В своем знаменитом памфлете "Педант" Белинский высмеял издателя
"Москвитянина" в образе "хитрого антрепренера", "ловкого промышленника",
"ученого литератора" и "спекулянта". Перечисленные качества Погодина во всей
неприглядной наготе проявились в его отношениях с Гоголем.
Старания Погодина привлечь Гоголя к постоянному участию в
"Москвитянине" не увенчались успехом. В обстановке ожесточенной идейной
борьбы, которая развернулась с начала 40-х годов между прогрессивными силами
общества, возглавляемыми Белинским -- с одной стороны, славянофилами и
идеологами официальной народности -- с другой, позиция Гоголя была очень
сложной. Своими гениальными обличительными произведениями он помогал делу
Белинского, хотя и не возвышался до его страстных революционных убеждений.
Связанный узами личной дружбы с деятелями славянофильского лагеря, Гоголь
вместе с тем был чужд их политическим взглядам и долго сопротивлялся их
попыткам использовать его имя и авторитет в борьбе против Белинского. Еще
более далек был Гоголь от Погодина.
Перечисляя Погодину его "вины", Гоголь писал: "Первая -- ты сказал верю
-- и усомнился на другой же день, вторая -- ты дал клятву ничего не просить
от меня и не требовать, но клятвы не сдержал: не только попросил и
потребовал, но даже отрекся и от того, что давал мне клятву. Отсюда
произошло почти все" 1. Усилия Погодина представить Гоголя в
качестве союзника "Москвитянина" кончились провалом. Их личные отношения
оказались на грани полного разрыва.
В цитированном выше письме к Языкову от 26 октября 1844 года Гоголь дал
выразительную характеристику Погодина как грубого и беспринципного человека:
"Такой степени отсутствия чутья, всякого приличия и до такой степени
неимения деликатности, я думаю, не было еще ни в одном человеке испокон
веку" 2.
С. Т. Аксаков не мог, конечно, целиком игнорировать подобные вопиющие
факты. Но в изложении этих фактов он старается всячески ослабить их
принципиальное значение, придать конфликту между Гоголем и Погодиным сугубо
личный характер, лишенный какого бы то ни было общественного смысла.
Свое отношение к Погодину Гоголь не скрывал и высказался о нем однажды
даже публично, в печати -- в IV гл. "Выбранных мест из переписки с
друзьями".
Гневные и справедливые строки о Погодине в "Выбранных местах"
всполошили весь славянофильский лагерь. Шевырев назвал поступок Гоголя
"нехорошим" и ультимативно сообщил, что он отказывается хлопотать о втором
издании книги, если не будет в ней уничтожено все, компрометирующее Погодина
3. Показательна позиция С. Т. Аксакова в этом инциденте. В
воспоминаниях он пытается изобразить себя человеком объективным, способным,
несмотря на дружбу, осудить Погодина за его непристойное поведение. Однако
после выхода "Выбранных мест" обнаружилась с предельной очевидностью цена
этой "объективности" Аксакова, решительно ставшего на сторону Погодина. В
письме к сыну Ивану от 14 января 1847 года он писал: "Я никогда не прощу
Гоголю выходки на Погодина: в них дышит дьявольская злоба..." 4
Так завершается процесс самораскрытия С. Т. Аксакова.

### ЗАДАНИЕ A
Перепишите слово в слово фрагмент отрывка о Гоголе и Погодине, начиная с «В цитированном выше» и заканчивая «было общественного смысла.».
### ЗАДАНИЕ B
Допишите продолжение отрывка об отношениях Гоголя с Погодиным и Аксаковым, начав сразу после его последнего предложения.

### ВЫДЕРЖКИ ИЗ ЗАПИСЕЙ
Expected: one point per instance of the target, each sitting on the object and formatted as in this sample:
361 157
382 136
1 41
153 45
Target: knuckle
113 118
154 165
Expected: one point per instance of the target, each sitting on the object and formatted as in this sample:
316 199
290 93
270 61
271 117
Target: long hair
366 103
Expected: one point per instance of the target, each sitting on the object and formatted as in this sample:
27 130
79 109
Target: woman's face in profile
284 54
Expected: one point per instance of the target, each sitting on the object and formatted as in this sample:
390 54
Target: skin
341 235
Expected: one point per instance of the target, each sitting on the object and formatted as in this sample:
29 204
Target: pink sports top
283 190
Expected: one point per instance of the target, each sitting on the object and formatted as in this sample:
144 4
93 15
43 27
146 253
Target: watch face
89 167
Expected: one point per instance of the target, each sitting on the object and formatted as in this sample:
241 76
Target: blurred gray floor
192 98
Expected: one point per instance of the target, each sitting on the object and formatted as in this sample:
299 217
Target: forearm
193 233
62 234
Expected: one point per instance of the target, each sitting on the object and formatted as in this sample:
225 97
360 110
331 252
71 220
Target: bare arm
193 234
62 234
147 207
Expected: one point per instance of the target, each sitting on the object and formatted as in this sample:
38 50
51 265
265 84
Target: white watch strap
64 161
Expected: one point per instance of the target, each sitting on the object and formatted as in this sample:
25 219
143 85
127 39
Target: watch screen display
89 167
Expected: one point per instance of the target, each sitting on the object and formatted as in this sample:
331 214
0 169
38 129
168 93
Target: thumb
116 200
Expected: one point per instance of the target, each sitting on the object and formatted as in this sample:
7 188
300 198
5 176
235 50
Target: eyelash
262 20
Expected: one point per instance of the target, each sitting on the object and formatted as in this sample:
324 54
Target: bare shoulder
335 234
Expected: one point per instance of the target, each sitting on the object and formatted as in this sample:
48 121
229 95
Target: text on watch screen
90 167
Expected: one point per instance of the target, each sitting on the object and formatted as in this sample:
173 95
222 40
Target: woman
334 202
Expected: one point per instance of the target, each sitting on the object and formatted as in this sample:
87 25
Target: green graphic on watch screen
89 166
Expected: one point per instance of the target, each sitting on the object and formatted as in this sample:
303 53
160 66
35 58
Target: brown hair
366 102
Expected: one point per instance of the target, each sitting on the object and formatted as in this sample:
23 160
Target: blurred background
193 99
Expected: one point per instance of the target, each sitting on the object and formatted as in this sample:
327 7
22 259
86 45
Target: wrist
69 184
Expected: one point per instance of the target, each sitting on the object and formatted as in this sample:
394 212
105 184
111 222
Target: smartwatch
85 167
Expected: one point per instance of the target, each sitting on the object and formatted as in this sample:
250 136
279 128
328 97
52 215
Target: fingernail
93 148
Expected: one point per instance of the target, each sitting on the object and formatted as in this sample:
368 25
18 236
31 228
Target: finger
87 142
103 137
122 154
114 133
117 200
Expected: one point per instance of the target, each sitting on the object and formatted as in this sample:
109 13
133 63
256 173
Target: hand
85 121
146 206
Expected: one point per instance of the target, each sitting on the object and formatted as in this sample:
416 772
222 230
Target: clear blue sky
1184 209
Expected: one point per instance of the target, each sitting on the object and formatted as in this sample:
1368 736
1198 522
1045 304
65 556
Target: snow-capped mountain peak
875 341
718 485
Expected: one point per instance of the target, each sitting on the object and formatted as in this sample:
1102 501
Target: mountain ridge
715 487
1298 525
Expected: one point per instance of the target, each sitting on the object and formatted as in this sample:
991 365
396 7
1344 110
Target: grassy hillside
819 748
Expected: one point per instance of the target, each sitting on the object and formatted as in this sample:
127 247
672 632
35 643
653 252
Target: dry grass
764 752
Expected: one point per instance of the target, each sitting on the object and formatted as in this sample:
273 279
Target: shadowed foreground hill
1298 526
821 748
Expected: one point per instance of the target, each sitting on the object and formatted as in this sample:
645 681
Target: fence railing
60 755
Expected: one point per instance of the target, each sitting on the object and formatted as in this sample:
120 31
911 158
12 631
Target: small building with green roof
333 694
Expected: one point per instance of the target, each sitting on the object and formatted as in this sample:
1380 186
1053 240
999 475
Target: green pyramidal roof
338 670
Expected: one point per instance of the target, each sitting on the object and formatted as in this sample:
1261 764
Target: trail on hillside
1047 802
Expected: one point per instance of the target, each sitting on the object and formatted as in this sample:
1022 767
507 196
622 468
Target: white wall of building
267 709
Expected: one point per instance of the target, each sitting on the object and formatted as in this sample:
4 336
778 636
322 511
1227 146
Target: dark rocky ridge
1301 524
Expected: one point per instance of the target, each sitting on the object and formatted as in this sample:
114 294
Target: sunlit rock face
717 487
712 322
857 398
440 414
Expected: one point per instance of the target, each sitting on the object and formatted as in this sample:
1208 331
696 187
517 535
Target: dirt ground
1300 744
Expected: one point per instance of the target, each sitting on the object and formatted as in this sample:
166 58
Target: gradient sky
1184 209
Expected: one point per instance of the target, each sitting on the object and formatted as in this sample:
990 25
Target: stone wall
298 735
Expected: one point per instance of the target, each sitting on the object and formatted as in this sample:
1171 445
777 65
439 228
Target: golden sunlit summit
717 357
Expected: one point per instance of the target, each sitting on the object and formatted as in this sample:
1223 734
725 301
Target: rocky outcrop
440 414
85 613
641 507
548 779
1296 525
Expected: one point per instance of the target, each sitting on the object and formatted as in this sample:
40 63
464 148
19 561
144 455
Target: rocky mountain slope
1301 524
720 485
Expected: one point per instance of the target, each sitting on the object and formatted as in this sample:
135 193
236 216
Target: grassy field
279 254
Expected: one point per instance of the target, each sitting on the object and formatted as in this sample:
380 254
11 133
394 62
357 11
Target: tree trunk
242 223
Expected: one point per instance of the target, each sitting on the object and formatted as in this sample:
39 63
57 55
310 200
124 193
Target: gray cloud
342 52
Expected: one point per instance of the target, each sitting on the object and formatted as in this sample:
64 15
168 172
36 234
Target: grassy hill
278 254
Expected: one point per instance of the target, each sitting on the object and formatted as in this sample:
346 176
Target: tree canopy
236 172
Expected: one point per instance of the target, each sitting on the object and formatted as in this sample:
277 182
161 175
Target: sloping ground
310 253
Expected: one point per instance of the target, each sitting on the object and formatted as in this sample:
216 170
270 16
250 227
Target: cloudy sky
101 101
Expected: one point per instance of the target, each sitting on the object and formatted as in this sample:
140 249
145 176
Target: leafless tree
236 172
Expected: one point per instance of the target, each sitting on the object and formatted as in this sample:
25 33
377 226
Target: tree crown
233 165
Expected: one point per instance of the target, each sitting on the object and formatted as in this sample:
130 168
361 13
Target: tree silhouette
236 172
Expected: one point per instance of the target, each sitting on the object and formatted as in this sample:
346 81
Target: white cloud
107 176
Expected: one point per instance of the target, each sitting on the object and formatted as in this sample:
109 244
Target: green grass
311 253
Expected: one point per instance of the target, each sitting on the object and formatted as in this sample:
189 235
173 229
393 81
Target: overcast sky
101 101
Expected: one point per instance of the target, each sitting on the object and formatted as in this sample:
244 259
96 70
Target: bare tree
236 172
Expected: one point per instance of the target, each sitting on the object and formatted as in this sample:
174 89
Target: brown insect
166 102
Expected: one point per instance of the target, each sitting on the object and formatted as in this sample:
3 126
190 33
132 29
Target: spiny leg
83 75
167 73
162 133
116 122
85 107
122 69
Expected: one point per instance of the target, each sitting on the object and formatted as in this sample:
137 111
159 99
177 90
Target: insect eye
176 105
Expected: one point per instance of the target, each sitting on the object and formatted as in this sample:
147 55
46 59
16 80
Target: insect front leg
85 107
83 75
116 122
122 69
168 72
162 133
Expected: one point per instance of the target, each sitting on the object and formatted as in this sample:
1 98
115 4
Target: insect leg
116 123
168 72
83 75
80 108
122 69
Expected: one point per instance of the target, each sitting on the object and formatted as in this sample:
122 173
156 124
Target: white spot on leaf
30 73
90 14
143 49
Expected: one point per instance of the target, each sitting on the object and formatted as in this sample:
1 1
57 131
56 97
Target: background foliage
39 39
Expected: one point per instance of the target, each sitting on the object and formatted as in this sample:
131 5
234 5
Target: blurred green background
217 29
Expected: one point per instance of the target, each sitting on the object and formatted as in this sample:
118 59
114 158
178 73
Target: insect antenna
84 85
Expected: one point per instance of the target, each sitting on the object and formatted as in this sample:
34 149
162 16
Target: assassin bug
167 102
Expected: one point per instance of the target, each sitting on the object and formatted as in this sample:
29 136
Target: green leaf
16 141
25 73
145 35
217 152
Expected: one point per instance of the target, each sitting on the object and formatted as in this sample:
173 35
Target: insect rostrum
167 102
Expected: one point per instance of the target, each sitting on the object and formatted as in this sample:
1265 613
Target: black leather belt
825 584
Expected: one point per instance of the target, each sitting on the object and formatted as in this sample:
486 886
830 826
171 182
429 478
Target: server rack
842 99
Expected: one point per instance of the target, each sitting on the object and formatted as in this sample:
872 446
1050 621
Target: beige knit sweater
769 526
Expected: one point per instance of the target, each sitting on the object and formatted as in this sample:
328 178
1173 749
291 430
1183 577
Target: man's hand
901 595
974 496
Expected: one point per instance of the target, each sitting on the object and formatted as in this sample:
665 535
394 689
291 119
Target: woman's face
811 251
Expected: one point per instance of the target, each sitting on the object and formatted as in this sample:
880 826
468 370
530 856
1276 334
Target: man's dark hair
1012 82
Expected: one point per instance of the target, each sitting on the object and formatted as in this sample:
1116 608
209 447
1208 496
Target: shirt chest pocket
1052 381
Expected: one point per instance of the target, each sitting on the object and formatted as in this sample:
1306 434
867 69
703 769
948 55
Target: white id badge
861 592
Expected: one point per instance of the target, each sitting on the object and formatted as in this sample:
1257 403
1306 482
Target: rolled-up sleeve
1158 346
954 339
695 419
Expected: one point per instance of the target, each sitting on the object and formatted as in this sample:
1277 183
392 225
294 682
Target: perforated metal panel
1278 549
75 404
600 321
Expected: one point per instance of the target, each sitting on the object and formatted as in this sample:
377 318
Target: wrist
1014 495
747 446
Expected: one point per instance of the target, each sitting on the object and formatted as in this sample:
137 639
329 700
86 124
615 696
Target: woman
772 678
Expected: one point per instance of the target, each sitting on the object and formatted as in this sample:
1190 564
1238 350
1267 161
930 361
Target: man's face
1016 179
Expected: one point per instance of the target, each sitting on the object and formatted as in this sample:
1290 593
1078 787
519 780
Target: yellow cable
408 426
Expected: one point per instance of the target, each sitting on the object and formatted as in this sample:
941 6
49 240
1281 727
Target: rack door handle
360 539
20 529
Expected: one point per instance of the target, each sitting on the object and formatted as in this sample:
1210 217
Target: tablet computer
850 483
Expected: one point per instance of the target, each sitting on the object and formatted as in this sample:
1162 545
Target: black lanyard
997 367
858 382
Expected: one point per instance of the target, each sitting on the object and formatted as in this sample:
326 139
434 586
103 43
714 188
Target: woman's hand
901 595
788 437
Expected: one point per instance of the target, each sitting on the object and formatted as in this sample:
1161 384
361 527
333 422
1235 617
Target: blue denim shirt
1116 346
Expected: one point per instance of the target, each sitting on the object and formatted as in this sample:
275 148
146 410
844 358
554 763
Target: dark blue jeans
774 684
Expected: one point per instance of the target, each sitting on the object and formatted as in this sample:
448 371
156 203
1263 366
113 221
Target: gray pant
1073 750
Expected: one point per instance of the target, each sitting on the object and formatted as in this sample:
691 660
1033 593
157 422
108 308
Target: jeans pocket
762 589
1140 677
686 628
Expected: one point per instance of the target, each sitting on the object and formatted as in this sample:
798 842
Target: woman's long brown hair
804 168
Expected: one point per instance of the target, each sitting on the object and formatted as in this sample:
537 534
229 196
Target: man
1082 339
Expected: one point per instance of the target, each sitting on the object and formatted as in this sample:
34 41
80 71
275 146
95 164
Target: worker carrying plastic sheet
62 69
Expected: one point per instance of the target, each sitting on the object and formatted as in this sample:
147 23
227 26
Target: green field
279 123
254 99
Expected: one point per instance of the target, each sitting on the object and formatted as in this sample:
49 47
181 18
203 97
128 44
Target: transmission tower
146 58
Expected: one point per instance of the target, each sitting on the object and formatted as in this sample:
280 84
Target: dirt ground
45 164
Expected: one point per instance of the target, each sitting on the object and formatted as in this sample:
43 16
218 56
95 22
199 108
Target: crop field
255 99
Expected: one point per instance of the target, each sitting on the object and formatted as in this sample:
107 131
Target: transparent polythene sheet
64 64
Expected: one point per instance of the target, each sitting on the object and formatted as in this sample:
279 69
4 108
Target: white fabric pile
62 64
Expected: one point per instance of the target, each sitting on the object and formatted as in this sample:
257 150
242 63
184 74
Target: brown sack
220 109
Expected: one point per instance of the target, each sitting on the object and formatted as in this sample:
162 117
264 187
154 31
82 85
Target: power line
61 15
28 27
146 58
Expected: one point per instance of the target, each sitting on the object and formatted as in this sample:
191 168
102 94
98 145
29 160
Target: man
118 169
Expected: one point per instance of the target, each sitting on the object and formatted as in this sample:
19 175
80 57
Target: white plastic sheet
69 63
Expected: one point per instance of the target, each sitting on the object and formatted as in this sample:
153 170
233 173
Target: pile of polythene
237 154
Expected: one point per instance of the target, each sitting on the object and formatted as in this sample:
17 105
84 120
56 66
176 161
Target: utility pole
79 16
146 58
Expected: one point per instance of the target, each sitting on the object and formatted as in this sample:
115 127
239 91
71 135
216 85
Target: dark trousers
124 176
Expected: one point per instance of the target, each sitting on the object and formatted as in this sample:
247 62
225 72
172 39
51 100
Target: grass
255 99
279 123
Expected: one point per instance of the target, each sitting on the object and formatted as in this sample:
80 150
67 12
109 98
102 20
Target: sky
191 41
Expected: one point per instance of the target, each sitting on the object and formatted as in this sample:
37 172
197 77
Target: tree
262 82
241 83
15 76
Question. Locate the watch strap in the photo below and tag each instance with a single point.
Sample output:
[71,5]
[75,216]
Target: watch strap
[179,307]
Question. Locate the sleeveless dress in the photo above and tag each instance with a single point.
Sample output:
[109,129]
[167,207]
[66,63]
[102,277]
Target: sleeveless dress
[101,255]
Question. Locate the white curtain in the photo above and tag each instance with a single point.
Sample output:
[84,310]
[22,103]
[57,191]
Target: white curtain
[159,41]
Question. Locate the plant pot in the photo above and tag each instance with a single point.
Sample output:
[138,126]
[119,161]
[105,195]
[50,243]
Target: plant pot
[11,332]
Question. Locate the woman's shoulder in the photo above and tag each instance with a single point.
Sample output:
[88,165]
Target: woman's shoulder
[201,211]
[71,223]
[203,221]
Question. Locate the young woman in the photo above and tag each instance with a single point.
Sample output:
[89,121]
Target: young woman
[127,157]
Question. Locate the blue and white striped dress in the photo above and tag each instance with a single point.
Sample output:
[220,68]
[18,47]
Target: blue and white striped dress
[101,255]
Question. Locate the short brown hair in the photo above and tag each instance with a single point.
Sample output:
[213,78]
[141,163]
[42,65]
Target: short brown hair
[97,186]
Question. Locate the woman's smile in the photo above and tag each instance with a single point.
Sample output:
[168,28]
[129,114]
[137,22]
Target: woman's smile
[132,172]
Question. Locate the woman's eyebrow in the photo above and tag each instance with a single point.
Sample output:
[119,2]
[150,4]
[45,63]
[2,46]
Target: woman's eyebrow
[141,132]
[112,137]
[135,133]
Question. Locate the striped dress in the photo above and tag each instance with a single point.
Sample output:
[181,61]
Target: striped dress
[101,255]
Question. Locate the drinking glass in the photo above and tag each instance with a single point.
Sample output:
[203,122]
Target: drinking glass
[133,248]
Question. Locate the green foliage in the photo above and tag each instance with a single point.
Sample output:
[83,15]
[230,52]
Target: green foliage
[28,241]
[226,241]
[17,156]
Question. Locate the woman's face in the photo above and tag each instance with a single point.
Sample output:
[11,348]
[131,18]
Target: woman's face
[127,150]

### ОТВЕТ НА ЗАДАНИЕ A
В цитированном выше письме к Языкову от 26 октября 1844 года Гоголь дал
выразительную характеристику Погодина как грубого и беспринципного человека:
"Такой степени отсутствия чутья, всякого приличия и до такой степени
неимения деликатности, я думаю, не было еще ни в одном человеке испокон
веку" 2.
С. Т. Аксаков не мог, конечно, целиком игнорировать подобные вопиющие
факты. Но в изложении этих фактов он старается всячески ослабить их
принципиальное значение, придать конфликту между Гоголем и Погодиным сугубо
личный характер, лишенный какого бы то ни было общественного смысла.

### ОТВЕТ НА ЗАДАНИЕ B
1 Н. В. Гоголь, Письма, т. II, стр. 355.
2 Т а м же, стр. 499.
3 "Отчет Император. публ. биб-ки за 1893 год", стр. 42, 44.
4 "Русский архив", 1890, No 8, стр. 162.
"Друзья" в данном случае, как и во всех других, действовали вполне
солидарно. И этот пример лишний раз подтверждает несостоятельность попыток
С. Т. Аксакова показать себя инакомыслящим в среде славянофилов, человеком,
совершенно беспристрастно относившимся к Гоголю.
Пристрастность воспоминаний Аксакова проявляется во многих случаях, но,
пожалуй, всего нагляднее -- в стремлении автора всячески подчеркнуть
благотворное влияние, оказанное им и его друзьями на Гоголя. Аксаков здесь
доходит до кощунственного извращения фактов, указывая, например, что будто
бы "дружба с нами и особенно влияние Константина" были единственной причиной
"сильного чувства к России" у Гоголя.
Нелепость этого утверждения слишком очевидна. Патриотическое чувство
любви к родине было воспитано в Гоголе, конечно, не славянофилами.
"История моего знакомства с Гоголем", как видим, меньше всего может
быть названа беспристрастной мемуарной летописью. С. Т. Аксакова в этой
работе интересовала не только, или, может, даже не столько личность Гоголя,
сколько своя собственная.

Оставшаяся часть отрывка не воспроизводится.